• Work to do
Send back the entries below exactly as they appear.

— Start of Given data —

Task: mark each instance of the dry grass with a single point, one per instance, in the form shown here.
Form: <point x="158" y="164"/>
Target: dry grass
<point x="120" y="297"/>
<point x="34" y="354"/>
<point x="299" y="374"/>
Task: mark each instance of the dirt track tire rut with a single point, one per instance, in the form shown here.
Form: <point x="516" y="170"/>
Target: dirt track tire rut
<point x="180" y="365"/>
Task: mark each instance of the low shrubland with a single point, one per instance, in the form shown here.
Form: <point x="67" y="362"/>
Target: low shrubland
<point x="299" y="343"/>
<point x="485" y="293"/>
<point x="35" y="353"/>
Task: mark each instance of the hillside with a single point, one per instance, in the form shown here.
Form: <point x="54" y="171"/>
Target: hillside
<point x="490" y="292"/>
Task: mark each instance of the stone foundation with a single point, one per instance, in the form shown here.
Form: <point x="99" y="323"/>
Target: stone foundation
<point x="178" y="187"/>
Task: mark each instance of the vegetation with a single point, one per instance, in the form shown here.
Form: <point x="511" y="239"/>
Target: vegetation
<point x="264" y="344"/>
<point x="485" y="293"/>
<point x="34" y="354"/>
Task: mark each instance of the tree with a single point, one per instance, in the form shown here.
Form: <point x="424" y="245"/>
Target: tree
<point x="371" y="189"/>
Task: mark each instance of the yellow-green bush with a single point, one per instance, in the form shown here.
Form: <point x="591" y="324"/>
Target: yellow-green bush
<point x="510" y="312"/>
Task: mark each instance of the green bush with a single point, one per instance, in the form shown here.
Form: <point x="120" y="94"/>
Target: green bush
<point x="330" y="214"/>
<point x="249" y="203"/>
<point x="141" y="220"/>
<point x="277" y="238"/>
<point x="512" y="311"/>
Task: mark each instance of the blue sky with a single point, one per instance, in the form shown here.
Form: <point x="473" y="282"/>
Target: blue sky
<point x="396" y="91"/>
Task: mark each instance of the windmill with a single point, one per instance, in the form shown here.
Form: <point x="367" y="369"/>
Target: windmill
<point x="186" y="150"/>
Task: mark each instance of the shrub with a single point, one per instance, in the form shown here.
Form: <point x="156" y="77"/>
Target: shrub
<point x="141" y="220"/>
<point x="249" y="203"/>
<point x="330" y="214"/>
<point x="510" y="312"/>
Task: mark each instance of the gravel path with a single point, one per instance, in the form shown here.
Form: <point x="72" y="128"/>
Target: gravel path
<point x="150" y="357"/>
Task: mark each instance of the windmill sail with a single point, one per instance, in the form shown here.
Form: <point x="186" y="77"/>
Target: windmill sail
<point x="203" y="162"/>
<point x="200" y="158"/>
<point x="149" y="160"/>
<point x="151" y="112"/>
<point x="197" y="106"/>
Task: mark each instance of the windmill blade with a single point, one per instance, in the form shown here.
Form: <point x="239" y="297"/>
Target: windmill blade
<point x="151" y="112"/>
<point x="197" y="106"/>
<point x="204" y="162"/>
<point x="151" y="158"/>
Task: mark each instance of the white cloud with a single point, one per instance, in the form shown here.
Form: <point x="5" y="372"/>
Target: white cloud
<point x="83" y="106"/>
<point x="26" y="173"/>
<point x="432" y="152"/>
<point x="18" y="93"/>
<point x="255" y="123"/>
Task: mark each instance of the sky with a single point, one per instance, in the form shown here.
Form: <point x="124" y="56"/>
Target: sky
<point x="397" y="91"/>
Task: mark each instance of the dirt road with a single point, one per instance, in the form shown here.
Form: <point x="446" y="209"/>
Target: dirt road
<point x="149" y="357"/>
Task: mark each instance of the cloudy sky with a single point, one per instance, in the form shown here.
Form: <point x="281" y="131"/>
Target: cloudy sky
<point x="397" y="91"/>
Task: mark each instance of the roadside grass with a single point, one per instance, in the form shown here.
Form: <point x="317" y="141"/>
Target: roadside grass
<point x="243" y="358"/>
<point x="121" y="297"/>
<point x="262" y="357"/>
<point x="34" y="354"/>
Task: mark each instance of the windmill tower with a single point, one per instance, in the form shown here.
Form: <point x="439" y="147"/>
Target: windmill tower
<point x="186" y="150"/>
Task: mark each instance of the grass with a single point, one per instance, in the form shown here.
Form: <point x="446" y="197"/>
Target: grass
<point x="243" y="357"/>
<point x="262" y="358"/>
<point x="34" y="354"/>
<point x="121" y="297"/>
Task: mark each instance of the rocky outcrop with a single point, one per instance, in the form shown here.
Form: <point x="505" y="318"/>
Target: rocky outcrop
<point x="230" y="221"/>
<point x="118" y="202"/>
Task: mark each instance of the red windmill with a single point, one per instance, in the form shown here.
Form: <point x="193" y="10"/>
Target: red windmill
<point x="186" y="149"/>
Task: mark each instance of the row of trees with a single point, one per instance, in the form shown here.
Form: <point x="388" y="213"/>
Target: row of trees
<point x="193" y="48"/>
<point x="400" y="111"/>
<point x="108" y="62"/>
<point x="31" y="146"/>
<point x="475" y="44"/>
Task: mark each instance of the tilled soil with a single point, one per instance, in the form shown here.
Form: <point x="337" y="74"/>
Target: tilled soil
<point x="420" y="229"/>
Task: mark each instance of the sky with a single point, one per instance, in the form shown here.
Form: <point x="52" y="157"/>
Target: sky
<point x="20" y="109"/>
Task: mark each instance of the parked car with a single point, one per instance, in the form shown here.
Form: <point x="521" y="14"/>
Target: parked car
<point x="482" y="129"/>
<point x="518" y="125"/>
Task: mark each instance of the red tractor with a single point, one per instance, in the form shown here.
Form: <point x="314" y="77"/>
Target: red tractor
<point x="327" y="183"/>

— End of Given data —

• Written reply
Task: mark each instance of the dry grass with a single point, one per instance, in the form shown here.
Form: <point x="158" y="164"/>
Target: dry grass
<point x="120" y="297"/>
<point x="34" y="354"/>
<point x="299" y="374"/>
Task: mark each instance of the dirt track tire rut with a single point, one per instance, in the form shown here.
Form: <point x="516" y="170"/>
Target: dirt track tire rut
<point x="180" y="365"/>
Task: mark each instance of the low shrubland with a single point, one per instance, in the form shown here.
Form: <point x="67" y="362"/>
Target: low shrubland
<point x="299" y="343"/>
<point x="485" y="293"/>
<point x="35" y="353"/>
Task: mark each instance of the hillside with a single point, one per instance, in the form shown here.
Form: <point x="54" y="171"/>
Target: hillside
<point x="490" y="292"/>
Task: mark each instance of the stone foundation with a single point, one per instance, in the form shown here.
Form: <point x="99" y="323"/>
Target: stone foundation
<point x="178" y="187"/>
Task: mark each instance of the vegetation with a single point, one per instance, in the form shown here.
Form: <point x="511" y="239"/>
Target: vegetation
<point x="264" y="344"/>
<point x="485" y="293"/>
<point x="34" y="354"/>
Task: mark each instance of the tree with a single point, one per instance, in the form shown here.
Form: <point x="424" y="245"/>
Target: tree
<point x="371" y="189"/>
Task: mark each instance of the yellow-green bush with a single point, one per instance, in the form shown here.
Form: <point x="591" y="324"/>
Target: yellow-green bush
<point x="510" y="312"/>
Task: mark each instance of the green bush with a single point, one per instance, in the form shown here.
Form: <point x="120" y="94"/>
Target: green bush
<point x="330" y="214"/>
<point x="249" y="203"/>
<point x="141" y="220"/>
<point x="277" y="238"/>
<point x="512" y="311"/>
Task: mark each instance of the blue sky with a single point, one per instance, in the form shown here.
Form: <point x="473" y="282"/>
Target: blue sky
<point x="396" y="91"/>
Task: mark each instance of the windmill with a single point, one per instance, in the form shown here.
Form: <point x="367" y="369"/>
Target: windmill
<point x="186" y="150"/>
Task: mark each instance of the shrub with a single point, one per instance, in the form shown here.
Form: <point x="156" y="77"/>
Target: shrub
<point x="141" y="220"/>
<point x="249" y="203"/>
<point x="330" y="214"/>
<point x="510" y="312"/>
Task: mark each instance of the gravel path with a single point, one per instance, in the form shown here.
Form: <point x="72" y="128"/>
Target: gravel path
<point x="150" y="357"/>
Task: mark each instance of the windmill sail with a single point, one per instance, in the form shown here.
Form: <point x="186" y="77"/>
Target: windmill sail
<point x="203" y="162"/>
<point x="200" y="158"/>
<point x="149" y="160"/>
<point x="151" y="112"/>
<point x="197" y="106"/>
Task: mark each instance of the windmill blade with a single point, one per instance, in the form shown here.
Form: <point x="239" y="297"/>
Target: windmill blade
<point x="151" y="112"/>
<point x="197" y="106"/>
<point x="204" y="162"/>
<point x="151" y="158"/>
Task: mark each instance of the white cloud with a single point, one per instance, in the form shown here.
Form: <point x="5" y="372"/>
Target: white cloud
<point x="83" y="106"/>
<point x="26" y="173"/>
<point x="432" y="152"/>
<point x="18" y="93"/>
<point x="255" y="123"/>
Task: mark each instance of the sky with a single point, one per instance, in the form shown here.
Form: <point x="124" y="56"/>
Target: sky
<point x="397" y="91"/>
Task: mark each instance of the dirt road with a single point, one per instance, in the form shown here.
Form: <point x="446" y="209"/>
Target: dirt road
<point x="149" y="357"/>
Task: mark each instance of the cloudy sky with a single point, one per instance, in the form shown here.
Form: <point x="281" y="131"/>
Target: cloudy sky
<point x="397" y="91"/>
Task: mark each instance of the roadside grass with a single point, one per instance, in the form shown here.
Form: <point x="317" y="141"/>
Target: roadside grass
<point x="243" y="358"/>
<point x="121" y="297"/>
<point x="262" y="357"/>
<point x="34" y="354"/>
Task: mark each instance of the windmill tower with a single point, one per instance, in the form shown here.
Form: <point x="439" y="147"/>
Target: windmill tower
<point x="186" y="150"/>
Task: mark each instance of the grass with a single point, one per instance, in the form shown here.
Form: <point x="446" y="197"/>
Target: grass
<point x="243" y="357"/>
<point x="262" y="358"/>
<point x="34" y="354"/>
<point x="121" y="297"/>
Task: mark each instance of the rocky outcrop with a single point, one per instance, in the form shown here.
Form: <point x="505" y="318"/>
Target: rocky outcrop
<point x="230" y="221"/>
<point x="118" y="202"/>
Task: mark each instance of the red windmill with a single point, one per instance, in the form shown here.
Form: <point x="193" y="10"/>
Target: red windmill
<point x="186" y="149"/>
Task: mark each instance of the row of trees with a single point, one per instance, in the form shown here.
Form: <point x="388" y="213"/>
Target: row of trees
<point x="193" y="48"/>
<point x="400" y="111"/>
<point x="108" y="62"/>
<point x="31" y="146"/>
<point x="475" y="44"/>
Task: mark each instance of the tilled soil with a single point, one per instance, in the form shown here.
Form: <point x="337" y="74"/>
Target: tilled soil
<point x="420" y="229"/>
Task: mark each instance of the sky with a single point, one per instance, in the form shown here.
Form: <point x="52" y="157"/>
Target: sky
<point x="20" y="109"/>
Task: mark each instance of the parked car with a single point, one per instance, in the form shown here.
Form: <point x="521" y="14"/>
Target: parked car
<point x="482" y="129"/>
<point x="518" y="125"/>
Task: mark each instance of the red tractor with a single point, one per instance, in the form shown here.
Form: <point x="314" y="77"/>
Target: red tractor
<point x="327" y="183"/>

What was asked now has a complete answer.